• Data provided:
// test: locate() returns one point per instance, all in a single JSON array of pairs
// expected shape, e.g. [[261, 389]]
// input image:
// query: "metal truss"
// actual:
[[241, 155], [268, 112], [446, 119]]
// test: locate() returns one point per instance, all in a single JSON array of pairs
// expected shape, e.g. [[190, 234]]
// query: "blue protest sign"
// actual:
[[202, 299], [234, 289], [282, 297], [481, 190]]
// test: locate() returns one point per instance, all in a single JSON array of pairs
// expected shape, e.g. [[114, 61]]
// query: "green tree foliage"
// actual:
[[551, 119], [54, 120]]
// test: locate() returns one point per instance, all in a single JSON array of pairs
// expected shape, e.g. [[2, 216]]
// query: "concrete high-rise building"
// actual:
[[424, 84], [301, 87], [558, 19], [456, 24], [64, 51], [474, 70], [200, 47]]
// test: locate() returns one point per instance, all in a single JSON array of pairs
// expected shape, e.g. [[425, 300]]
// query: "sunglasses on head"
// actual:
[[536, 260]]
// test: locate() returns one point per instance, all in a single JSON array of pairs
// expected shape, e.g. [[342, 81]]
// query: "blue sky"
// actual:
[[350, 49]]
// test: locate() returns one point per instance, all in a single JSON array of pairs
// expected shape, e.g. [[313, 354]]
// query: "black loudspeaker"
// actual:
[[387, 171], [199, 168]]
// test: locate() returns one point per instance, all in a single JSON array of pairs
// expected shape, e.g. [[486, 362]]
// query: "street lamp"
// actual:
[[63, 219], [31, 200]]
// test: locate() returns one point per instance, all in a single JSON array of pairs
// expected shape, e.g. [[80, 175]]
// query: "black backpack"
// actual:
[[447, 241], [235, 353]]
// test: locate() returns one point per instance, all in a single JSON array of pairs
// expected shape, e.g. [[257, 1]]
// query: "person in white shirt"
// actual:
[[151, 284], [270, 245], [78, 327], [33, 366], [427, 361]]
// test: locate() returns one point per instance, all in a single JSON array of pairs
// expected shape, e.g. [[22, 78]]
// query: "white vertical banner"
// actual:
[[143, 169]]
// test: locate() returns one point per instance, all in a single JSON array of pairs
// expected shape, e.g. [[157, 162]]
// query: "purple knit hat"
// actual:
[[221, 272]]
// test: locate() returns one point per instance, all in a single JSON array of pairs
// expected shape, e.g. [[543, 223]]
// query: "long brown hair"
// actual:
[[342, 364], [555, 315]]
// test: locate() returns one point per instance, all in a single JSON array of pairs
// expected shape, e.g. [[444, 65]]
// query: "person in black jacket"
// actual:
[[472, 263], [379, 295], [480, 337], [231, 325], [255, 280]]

• Your assignment:
From the entries above, extract each line containing "blue".

• Completed task:
// query: "blue protest sign"
// query: "blue sky"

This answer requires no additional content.